> _Task objective_: Find the line that contains "Category: eyeglass lens" in the entries below. Output it and each later line exactly, and nothing else.

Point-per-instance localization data
----------------------------------------
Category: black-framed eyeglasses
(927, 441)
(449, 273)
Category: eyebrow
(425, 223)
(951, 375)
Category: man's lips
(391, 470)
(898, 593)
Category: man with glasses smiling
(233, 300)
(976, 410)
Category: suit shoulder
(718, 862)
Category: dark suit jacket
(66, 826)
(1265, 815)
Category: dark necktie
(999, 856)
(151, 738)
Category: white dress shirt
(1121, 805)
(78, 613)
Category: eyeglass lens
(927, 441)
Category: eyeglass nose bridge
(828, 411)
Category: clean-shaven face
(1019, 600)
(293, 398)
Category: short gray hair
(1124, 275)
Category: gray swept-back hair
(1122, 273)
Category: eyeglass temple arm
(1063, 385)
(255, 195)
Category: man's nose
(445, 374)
----------------------------------------
> _Written solution_:
Category: eyeglass lens
(927, 441)
Category: eyeglass nose bridge
(828, 411)
Category: clean-shaven face
(1019, 600)
(293, 398)
Category: short gray hair
(1124, 275)
Category: gray swept-back hair
(1122, 273)
Category: eyeglass temple arm
(1063, 385)
(255, 195)
Category: man's nose
(445, 374)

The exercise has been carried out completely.